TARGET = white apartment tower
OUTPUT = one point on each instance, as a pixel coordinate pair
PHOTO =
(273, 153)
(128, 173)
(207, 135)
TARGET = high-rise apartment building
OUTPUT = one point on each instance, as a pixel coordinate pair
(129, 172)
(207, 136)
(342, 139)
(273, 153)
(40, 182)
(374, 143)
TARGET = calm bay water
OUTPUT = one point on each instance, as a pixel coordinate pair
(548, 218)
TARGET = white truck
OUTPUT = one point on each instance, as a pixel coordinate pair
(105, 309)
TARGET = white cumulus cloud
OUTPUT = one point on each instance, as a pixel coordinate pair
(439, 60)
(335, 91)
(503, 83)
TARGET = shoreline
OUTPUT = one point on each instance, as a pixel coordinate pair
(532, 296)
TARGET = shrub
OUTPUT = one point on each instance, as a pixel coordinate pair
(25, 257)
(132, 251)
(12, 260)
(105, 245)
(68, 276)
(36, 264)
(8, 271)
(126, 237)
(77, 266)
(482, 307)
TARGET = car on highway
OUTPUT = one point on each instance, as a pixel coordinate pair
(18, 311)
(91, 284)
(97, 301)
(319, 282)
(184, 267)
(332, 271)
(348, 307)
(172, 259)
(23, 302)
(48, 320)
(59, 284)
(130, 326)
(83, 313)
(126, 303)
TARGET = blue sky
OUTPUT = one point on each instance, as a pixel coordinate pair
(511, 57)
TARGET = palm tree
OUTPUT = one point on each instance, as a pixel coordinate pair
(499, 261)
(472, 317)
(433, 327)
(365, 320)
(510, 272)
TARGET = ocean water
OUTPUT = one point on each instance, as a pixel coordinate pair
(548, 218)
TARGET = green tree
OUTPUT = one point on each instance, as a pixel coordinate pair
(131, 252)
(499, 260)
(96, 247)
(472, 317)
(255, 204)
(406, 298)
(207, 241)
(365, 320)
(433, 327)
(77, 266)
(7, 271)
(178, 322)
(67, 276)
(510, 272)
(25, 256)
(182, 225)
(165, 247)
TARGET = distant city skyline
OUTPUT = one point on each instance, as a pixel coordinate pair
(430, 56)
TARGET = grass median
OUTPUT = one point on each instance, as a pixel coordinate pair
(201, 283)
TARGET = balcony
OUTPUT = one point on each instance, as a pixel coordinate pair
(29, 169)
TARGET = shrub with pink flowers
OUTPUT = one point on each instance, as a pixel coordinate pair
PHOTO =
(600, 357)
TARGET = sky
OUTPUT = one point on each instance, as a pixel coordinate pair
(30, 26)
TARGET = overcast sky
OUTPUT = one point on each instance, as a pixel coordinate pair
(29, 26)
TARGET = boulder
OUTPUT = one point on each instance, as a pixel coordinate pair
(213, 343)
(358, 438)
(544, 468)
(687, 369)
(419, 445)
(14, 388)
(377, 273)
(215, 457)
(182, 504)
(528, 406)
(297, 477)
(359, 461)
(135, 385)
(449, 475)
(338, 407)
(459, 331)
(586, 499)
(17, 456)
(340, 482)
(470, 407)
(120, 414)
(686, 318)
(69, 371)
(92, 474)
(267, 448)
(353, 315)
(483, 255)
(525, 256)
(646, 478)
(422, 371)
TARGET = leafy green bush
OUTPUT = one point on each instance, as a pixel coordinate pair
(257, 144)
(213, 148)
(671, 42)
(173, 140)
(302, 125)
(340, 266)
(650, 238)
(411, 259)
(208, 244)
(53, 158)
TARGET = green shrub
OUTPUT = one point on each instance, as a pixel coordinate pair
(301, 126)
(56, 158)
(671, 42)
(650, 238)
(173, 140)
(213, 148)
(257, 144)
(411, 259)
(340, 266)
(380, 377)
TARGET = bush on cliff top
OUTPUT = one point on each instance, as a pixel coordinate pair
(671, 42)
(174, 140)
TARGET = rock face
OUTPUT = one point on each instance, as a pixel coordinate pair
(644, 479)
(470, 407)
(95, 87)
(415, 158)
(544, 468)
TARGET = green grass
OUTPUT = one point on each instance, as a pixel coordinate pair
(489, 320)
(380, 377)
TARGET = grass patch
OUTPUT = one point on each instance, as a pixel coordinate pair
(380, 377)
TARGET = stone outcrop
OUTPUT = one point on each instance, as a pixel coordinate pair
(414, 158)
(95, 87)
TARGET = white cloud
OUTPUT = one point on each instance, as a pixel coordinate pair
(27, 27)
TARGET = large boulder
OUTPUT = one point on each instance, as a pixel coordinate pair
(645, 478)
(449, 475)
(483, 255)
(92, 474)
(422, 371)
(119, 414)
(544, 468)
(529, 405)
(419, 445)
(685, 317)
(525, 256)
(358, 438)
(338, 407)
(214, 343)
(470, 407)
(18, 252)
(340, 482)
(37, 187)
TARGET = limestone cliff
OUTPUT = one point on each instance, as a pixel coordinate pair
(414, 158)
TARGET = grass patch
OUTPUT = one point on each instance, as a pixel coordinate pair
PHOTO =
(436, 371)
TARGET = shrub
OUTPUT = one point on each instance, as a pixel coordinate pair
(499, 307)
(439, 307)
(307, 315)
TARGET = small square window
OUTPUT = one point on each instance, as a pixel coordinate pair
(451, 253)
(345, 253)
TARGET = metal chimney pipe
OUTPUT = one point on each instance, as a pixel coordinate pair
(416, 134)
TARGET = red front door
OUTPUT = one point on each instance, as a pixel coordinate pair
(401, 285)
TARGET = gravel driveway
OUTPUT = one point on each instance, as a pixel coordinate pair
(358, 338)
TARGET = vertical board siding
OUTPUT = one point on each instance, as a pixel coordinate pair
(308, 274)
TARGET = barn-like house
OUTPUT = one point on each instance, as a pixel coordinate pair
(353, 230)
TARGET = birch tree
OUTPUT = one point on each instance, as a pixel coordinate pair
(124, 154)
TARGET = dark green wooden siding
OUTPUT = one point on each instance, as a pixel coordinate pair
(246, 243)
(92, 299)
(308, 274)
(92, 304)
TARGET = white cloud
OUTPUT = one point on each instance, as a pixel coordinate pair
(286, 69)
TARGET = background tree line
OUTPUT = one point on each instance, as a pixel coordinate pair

━━━━━━━━━━━━━━━━

▸ Exercise goal
Repeat every row above verbatim, in its original order.

▸ Finished task
TARGET = white apartment tower
OUTPUT = one point on each instance, as a pixel coordinate pair
PHOTO =
(273, 153)
(128, 173)
(207, 135)
TARGET = high-rise apartment building
OUTPUT = one point on each instance, as a pixel coordinate pair
(129, 172)
(207, 136)
(342, 139)
(273, 153)
(40, 182)
(374, 143)
TARGET = calm bay water
OUTPUT = one point on each instance, as a pixel coordinate pair
(548, 218)
TARGET = white truck
OUTPUT = one point on each instance, as a pixel coordinate pair
(105, 309)
TARGET = white cumulus cloud
OUTPUT = one point on each instance, as a pixel coordinate pair
(439, 60)
(335, 91)
(503, 83)
TARGET = shoreline
OUTPUT = one point on each instance, as a pixel coordinate pair
(532, 296)
TARGET = shrub
OUTPUT = one point on each instance, as a pixel coordinate pair
(25, 257)
(132, 251)
(12, 260)
(105, 245)
(68, 276)
(36, 264)
(8, 271)
(126, 237)
(77, 266)
(482, 307)
TARGET = car on highway
OUTPUT = one point on each instance, as a pixel coordinate pair
(18, 311)
(91, 284)
(97, 301)
(319, 282)
(184, 267)
(332, 271)
(348, 307)
(172, 259)
(23, 302)
(48, 320)
(59, 284)
(130, 326)
(83, 313)
(126, 303)
TARGET = blue sky
OUTPUT = one point on each instance, as a pixel coordinate pair
(511, 57)
TARGET = palm tree
OUTPUT = one point on each instance, as a pixel coordinate pair
(499, 261)
(472, 317)
(433, 327)
(365, 320)
(510, 272)
TARGET = ocean water
OUTPUT = one point on each instance, as a pixel coordinate pair
(548, 218)
TARGET = green tree
OUTPUT = one point on each instance, as a pixel coordinate pair
(131, 252)
(499, 260)
(96, 247)
(472, 317)
(255, 204)
(406, 298)
(207, 241)
(365, 320)
(433, 327)
(77, 266)
(7, 271)
(178, 322)
(67, 276)
(510, 272)
(25, 256)
(182, 225)
(165, 247)
TARGET = distant city skyline
OUTPUT = one point on each instance, as a pixel coordinate pair
(430, 56)
TARGET = grass median
OUTPUT = one point on each instance, as a pixel coordinate pair
(201, 283)
TARGET = balcony
OUTPUT = one point on each instance, as a pixel coordinate pair
(29, 169)
TARGET = shrub with pink flowers
OUTPUT = one point on each instance, as a pixel coordinate pair
PHOTO =
(600, 357)
TARGET = sky
OUTPUT = one point on each instance, as a pixel coordinate pair
(30, 26)
TARGET = overcast sky
OUTPUT = one point on each instance, as a pixel coordinate pair
(29, 26)
TARGET = boulder
OUTPUT = one point on each instance, as a pixel coordinate pair
(213, 343)
(358, 438)
(544, 468)
(687, 369)
(419, 445)
(14, 388)
(377, 273)
(215, 457)
(182, 504)
(528, 406)
(297, 477)
(359, 461)
(135, 385)
(449, 475)
(338, 407)
(459, 331)
(586, 499)
(17, 456)
(340, 482)
(470, 407)
(120, 414)
(686, 318)
(69, 371)
(92, 474)
(267, 448)
(353, 315)
(483, 255)
(525, 256)
(646, 478)
(422, 371)
TARGET = leafy green bush
OUTPUT = one point on each instance, as a pixel coordinate pair
(257, 144)
(213, 148)
(671, 42)
(173, 140)
(302, 125)
(340, 266)
(650, 238)
(411, 259)
(208, 244)
(53, 158)
TARGET = green shrub
OUTPUT = one point on each instance, as a pixel coordinate pair
(301, 126)
(56, 158)
(671, 42)
(650, 238)
(173, 140)
(213, 148)
(257, 144)
(411, 259)
(340, 266)
(380, 377)
TARGET = bush on cliff top
OUTPUT = one point on each instance, as a pixel coordinate pair
(671, 42)
(174, 140)
TARGET = rock face
OUTPUT = one point on each instance, as a pixel coordinate pair
(644, 479)
(470, 407)
(95, 87)
(415, 158)
(544, 468)
TARGET = green grass
OUTPUT = one point on each instance, as a pixel coordinate pair
(489, 320)
(380, 377)
TARGET = grass patch
OUTPUT = one point on each instance, as a pixel coordinate pair
(380, 377)
TARGET = stone outcrop
OUTPUT = one point on each instance, as a pixel coordinate pair
(414, 158)
(95, 87)
TARGET = white cloud
OUTPUT = one point on each instance, as a pixel coordinate pair
(27, 27)
TARGET = large boulder
OUTPUT = one point on each instance, as a pixel coordinate pair
(645, 478)
(449, 475)
(483, 255)
(92, 474)
(422, 371)
(119, 414)
(544, 468)
(529, 405)
(419, 445)
(685, 317)
(525, 256)
(358, 438)
(338, 407)
(214, 343)
(470, 407)
(18, 252)
(340, 482)
(37, 187)
TARGET = limestone cliff
OUTPUT = one point on each instance, as a pixel coordinate pair
(414, 158)
TARGET = grass patch
OUTPUT = one point on each instance, as a pixel coordinate pair
PHOTO =
(436, 371)
TARGET = shrub
OUTPUT = one point on each instance, as a pixel coordinate pair
(499, 307)
(439, 307)
(307, 315)
TARGET = small square window
OUTPUT = one point on each instance, as a pixel coordinate pair
(451, 253)
(345, 253)
TARGET = metal chimney pipe
OUTPUT = one point on each instance, as a pixel coordinate pair
(416, 134)
TARGET = red front door
OUTPUT = one point on each instance, as a pixel coordinate pair
(401, 285)
TARGET = gravel driveway
OUTPUT = one point on each instance, as a pixel coordinate pair
(358, 338)
TARGET = vertical board siding
OUTPUT = one point on each instance, as a pixel coordinate pair
(308, 274)
TARGET = barn-like house
OUTPUT = one point on each instance, as a pixel coordinate pair
(353, 230)
TARGET = birch tree
OUTPUT = one point on each instance, as a pixel coordinate pair
(124, 154)
TARGET = dark green wooden siding
OUTPUT = one point on each instance, as a pixel coordinate pair
(246, 243)
(92, 299)
(308, 274)
(92, 304)
TARGET = white cloud
OUTPUT = one point on each instance, as a pixel coordinate pair
(286, 69)
TARGET = background tree line
OUTPUT = one point on each instance, as a pixel coordinate pair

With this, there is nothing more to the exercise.